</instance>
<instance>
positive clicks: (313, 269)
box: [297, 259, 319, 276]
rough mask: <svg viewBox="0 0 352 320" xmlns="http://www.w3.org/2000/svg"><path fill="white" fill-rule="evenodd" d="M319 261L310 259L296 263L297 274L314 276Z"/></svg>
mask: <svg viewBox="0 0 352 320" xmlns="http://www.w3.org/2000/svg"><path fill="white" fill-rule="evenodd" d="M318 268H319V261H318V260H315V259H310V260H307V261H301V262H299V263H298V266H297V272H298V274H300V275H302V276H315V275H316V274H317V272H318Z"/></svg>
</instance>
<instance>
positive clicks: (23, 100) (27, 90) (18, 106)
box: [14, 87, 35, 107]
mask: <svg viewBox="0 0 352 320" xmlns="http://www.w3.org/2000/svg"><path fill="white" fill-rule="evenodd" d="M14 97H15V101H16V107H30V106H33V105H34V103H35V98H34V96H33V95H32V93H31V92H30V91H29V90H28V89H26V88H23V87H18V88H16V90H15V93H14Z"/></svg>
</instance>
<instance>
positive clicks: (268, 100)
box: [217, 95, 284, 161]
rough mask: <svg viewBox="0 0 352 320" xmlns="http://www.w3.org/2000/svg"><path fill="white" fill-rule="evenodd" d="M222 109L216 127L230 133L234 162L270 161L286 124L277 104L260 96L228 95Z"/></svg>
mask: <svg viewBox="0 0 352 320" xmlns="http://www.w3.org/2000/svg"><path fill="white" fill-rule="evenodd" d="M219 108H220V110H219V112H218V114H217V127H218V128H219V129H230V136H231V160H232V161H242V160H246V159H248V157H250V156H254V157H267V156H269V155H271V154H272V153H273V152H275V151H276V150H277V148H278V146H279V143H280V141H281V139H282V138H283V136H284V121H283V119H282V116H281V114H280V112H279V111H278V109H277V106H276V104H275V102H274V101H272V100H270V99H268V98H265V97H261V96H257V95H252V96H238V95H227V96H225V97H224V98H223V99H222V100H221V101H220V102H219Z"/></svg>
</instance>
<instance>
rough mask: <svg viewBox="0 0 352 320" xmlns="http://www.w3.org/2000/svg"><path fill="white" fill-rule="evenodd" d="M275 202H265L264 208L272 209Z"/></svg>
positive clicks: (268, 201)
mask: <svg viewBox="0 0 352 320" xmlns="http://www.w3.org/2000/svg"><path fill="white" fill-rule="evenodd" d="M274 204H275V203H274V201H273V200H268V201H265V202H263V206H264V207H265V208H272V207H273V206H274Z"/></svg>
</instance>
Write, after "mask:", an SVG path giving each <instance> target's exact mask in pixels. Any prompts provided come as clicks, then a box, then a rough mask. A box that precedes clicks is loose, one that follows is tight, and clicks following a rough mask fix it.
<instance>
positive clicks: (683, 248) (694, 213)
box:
+++++
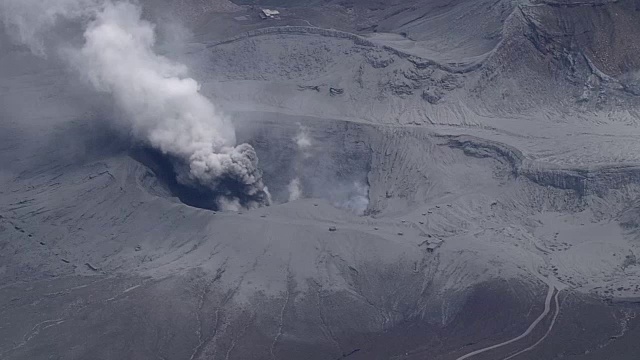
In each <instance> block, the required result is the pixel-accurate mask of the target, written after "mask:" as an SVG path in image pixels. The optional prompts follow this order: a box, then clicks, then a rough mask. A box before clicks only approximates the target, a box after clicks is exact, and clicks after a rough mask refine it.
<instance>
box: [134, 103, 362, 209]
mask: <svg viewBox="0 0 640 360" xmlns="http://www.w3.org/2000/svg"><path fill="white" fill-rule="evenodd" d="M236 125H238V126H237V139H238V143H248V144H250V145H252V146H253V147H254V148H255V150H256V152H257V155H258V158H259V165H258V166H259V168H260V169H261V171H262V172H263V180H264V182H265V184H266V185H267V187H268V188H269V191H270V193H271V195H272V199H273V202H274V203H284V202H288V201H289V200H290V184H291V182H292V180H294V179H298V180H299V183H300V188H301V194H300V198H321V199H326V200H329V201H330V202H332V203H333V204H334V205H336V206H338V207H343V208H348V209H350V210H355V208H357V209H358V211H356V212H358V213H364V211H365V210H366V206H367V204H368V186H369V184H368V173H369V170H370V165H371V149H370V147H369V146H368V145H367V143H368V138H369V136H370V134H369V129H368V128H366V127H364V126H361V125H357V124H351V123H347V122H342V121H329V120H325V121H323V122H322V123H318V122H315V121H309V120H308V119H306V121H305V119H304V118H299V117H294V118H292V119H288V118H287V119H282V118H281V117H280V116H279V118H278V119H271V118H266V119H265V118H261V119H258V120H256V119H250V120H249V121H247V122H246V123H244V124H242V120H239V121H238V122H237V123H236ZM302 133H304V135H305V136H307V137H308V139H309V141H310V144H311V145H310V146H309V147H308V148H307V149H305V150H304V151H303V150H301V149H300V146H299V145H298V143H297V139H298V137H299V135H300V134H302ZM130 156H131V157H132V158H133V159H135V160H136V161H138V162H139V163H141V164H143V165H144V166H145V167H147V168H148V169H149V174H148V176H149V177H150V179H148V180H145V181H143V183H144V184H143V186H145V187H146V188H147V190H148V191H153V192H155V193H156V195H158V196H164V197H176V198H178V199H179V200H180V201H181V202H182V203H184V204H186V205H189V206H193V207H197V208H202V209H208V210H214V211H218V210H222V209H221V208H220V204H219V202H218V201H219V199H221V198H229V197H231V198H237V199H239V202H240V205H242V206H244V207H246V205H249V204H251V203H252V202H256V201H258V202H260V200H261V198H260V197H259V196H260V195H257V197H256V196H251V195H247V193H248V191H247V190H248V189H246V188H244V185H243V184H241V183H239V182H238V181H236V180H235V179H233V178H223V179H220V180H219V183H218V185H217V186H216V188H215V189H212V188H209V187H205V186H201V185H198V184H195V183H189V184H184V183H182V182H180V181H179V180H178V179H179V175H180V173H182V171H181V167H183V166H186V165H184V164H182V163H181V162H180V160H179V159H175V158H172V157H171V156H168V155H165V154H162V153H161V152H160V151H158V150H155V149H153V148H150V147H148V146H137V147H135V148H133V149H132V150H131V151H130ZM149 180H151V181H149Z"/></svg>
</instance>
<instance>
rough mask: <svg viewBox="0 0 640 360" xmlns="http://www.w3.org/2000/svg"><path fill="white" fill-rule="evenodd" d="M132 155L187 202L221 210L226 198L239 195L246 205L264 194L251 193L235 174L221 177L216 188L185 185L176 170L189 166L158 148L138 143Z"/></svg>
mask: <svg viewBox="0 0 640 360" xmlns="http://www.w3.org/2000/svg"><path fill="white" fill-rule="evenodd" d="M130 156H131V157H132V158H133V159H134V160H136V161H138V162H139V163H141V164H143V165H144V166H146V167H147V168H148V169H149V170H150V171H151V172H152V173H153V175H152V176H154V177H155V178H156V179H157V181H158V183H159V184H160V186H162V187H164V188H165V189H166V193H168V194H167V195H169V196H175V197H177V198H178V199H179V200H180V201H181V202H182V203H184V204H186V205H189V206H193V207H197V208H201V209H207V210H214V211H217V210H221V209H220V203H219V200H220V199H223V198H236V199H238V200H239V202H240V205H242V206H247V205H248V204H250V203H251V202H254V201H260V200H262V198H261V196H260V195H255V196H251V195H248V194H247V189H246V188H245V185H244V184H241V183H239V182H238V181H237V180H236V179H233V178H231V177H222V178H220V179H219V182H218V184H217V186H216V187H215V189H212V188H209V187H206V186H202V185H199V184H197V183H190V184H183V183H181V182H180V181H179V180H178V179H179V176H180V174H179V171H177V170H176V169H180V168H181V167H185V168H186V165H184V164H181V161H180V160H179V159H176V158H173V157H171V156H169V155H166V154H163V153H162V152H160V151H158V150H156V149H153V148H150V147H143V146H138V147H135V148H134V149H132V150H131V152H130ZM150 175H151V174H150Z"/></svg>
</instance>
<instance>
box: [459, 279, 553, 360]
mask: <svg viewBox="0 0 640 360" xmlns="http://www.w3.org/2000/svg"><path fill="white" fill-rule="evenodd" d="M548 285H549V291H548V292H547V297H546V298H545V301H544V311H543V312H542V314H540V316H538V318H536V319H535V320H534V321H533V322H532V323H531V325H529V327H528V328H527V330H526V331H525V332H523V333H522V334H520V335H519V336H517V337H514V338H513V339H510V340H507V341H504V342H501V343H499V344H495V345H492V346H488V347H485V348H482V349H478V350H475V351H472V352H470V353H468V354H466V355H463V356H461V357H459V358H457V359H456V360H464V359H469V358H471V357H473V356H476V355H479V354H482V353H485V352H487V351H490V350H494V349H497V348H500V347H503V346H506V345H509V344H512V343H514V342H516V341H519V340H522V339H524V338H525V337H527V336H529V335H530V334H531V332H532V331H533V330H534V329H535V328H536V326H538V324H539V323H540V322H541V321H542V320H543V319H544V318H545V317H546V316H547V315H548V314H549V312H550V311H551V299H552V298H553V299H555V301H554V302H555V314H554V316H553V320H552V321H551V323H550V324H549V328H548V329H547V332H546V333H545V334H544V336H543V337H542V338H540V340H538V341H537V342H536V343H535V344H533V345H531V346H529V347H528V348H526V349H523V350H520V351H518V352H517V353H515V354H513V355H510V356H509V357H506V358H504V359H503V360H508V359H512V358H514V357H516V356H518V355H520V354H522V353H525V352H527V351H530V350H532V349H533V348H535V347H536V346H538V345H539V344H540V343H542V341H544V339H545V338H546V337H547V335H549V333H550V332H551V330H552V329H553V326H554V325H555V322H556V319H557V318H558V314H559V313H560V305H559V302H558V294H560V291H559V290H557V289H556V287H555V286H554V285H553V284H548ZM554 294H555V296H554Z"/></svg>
+++++
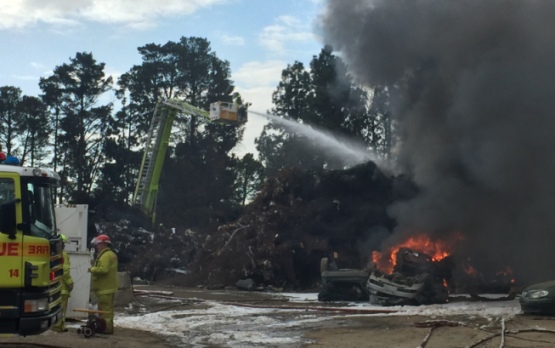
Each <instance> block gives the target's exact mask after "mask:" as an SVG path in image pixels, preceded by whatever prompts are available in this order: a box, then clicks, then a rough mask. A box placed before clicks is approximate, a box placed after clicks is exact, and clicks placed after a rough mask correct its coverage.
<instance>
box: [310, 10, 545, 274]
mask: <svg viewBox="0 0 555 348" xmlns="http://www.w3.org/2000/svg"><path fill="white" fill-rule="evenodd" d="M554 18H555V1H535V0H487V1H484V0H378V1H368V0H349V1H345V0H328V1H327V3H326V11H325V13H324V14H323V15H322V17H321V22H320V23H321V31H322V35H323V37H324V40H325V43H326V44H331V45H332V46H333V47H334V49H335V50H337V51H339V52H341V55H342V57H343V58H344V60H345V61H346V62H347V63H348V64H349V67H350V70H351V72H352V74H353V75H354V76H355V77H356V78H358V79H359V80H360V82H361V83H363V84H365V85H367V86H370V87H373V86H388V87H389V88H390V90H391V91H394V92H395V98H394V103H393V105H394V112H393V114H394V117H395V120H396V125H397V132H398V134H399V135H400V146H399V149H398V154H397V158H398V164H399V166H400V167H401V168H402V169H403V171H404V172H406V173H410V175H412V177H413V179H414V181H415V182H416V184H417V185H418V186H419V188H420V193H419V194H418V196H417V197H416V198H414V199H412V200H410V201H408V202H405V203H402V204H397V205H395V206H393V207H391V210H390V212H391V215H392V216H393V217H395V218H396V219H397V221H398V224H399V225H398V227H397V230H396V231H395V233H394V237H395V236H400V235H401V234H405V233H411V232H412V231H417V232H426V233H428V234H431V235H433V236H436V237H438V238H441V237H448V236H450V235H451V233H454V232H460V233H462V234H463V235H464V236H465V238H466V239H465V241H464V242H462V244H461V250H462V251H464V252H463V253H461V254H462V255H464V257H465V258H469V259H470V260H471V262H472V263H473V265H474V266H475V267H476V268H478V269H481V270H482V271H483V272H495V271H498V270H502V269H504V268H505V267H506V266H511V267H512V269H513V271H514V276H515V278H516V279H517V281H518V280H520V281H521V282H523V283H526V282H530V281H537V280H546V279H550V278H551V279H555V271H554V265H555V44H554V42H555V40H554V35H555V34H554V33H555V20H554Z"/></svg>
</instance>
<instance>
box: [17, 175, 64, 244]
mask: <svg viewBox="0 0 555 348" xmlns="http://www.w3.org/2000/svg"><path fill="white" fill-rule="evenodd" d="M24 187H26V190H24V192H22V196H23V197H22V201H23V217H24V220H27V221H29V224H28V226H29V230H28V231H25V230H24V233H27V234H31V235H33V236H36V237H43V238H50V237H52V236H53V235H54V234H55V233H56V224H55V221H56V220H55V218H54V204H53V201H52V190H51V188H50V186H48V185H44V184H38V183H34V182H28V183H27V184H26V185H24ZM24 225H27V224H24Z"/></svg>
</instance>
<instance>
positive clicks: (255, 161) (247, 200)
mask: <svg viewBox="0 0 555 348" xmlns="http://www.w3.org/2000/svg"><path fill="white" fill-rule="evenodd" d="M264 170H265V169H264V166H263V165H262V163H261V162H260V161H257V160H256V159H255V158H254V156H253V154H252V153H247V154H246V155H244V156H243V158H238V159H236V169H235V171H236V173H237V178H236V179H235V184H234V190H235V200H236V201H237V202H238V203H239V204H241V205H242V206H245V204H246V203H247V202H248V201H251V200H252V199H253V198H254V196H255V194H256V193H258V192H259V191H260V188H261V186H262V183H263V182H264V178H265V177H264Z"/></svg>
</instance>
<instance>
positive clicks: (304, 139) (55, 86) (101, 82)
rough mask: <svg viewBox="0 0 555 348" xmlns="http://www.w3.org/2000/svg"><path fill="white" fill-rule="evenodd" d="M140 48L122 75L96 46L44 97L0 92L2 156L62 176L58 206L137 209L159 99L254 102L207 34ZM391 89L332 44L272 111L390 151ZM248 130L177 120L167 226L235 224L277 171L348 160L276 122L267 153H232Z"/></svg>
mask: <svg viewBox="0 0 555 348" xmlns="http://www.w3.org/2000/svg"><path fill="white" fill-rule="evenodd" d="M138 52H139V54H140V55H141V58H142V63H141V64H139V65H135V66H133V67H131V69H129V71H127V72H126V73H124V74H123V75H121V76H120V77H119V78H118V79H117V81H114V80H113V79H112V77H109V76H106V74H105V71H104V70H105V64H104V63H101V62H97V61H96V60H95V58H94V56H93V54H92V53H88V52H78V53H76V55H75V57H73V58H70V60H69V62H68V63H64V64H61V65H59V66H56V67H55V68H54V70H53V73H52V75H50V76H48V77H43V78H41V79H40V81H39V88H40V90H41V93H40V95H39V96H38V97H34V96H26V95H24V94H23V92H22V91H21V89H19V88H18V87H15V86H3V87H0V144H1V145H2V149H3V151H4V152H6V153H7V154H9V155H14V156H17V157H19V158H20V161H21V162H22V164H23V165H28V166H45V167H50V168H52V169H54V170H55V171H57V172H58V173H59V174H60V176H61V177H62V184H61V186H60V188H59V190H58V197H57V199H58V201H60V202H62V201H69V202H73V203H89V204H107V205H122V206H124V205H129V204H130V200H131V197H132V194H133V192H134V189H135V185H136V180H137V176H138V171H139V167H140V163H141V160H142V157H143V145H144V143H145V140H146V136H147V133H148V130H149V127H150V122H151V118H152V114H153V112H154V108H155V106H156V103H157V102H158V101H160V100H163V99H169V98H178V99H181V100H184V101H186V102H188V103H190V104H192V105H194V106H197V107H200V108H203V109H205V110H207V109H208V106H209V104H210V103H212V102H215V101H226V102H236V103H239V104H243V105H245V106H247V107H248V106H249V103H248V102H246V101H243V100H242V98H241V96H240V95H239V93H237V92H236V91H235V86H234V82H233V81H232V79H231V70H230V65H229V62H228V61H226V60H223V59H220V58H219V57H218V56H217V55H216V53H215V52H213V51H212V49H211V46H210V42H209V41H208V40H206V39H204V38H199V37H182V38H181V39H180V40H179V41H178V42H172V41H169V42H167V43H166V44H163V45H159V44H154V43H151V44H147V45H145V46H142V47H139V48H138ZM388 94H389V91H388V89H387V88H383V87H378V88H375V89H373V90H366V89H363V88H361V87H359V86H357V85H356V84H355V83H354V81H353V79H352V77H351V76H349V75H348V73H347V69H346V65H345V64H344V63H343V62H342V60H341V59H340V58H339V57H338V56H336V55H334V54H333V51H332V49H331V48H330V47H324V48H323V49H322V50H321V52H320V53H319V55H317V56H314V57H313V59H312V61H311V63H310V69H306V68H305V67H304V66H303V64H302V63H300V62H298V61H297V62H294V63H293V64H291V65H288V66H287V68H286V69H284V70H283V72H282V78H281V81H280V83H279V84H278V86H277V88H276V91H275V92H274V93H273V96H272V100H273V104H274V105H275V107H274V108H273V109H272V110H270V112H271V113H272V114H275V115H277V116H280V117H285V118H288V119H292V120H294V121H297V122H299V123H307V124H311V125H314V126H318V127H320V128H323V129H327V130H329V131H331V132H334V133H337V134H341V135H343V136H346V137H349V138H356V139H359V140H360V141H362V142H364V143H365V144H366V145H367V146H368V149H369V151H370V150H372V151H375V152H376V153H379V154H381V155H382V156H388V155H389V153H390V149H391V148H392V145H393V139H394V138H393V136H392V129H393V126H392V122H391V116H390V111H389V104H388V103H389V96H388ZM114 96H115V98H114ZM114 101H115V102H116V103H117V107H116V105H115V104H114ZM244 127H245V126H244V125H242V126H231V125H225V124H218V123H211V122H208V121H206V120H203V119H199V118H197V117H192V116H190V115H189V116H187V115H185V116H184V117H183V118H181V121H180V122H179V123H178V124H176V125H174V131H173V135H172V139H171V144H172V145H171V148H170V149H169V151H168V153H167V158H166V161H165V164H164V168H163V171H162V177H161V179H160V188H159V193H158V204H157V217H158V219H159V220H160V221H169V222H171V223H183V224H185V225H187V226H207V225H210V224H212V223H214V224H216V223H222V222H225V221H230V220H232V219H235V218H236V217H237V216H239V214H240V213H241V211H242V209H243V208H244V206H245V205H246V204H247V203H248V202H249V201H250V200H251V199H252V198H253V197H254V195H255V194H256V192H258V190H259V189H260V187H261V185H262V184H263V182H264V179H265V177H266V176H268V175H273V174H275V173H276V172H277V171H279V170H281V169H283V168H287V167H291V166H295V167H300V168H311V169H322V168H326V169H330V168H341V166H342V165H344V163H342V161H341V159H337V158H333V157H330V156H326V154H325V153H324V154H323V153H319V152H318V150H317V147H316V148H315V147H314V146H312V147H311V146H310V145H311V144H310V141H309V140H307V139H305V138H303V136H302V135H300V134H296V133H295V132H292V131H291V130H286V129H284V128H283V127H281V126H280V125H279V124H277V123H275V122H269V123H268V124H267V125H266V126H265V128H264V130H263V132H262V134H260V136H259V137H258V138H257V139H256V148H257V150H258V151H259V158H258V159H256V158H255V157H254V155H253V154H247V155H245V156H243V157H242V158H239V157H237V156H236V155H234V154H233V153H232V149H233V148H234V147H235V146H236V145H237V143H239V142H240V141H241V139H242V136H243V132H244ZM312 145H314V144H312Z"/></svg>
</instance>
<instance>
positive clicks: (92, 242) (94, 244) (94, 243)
+++++
INSTRUCTIONS FOR THE TASK:
Report the count of lines in the entries that contain the string "prompts", and nothing besides it.

TASK RESULT:
3